• _Consegna_:
Riscrivi tutte le righe che vanno da quella contenente "Can you find the green tent" fino all'ultima dell'elenco, comprese entrambe, sostituendo "window frame" con "door frame" e lasciando invariato tutto il resto.

• _Elenco delle righe_:
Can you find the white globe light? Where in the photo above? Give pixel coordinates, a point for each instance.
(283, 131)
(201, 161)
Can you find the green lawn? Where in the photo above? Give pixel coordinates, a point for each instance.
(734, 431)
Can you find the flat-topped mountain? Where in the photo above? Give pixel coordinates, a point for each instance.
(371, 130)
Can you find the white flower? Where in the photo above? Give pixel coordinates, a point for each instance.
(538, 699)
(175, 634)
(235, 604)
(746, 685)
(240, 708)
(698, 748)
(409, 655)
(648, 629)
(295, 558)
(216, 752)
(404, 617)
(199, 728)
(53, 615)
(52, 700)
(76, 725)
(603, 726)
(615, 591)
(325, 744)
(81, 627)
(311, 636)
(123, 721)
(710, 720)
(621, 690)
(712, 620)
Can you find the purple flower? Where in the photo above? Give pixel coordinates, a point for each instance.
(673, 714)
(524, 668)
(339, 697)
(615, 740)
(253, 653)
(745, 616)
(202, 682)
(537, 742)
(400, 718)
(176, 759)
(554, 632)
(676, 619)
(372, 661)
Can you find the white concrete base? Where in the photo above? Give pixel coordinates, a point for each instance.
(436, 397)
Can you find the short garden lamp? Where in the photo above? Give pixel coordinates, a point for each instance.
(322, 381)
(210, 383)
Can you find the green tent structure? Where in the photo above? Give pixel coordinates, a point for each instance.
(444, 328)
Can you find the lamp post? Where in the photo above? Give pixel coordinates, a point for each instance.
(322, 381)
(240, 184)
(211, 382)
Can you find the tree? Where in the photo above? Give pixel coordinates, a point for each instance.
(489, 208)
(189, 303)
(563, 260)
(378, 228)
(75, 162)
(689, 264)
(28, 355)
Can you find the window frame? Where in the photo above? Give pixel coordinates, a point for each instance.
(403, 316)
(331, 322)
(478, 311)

• _Risposta_:
Can you find the green tent structure? Where in the photo above? Give pixel coordinates, a point for each instance.
(444, 328)
Can you find the lamp post? Where in the photo above? Give pixel coordinates, a point for each instance.
(322, 381)
(240, 184)
(211, 382)
Can you find the tree? Where in the photo above? Give pixel coordinates, a point for each instance.
(489, 208)
(189, 303)
(563, 260)
(378, 228)
(75, 162)
(689, 264)
(28, 355)
Can you find the door frame? Where in the photo above? Give pixel coordinates, a point for each instance.
(403, 316)
(331, 322)
(478, 311)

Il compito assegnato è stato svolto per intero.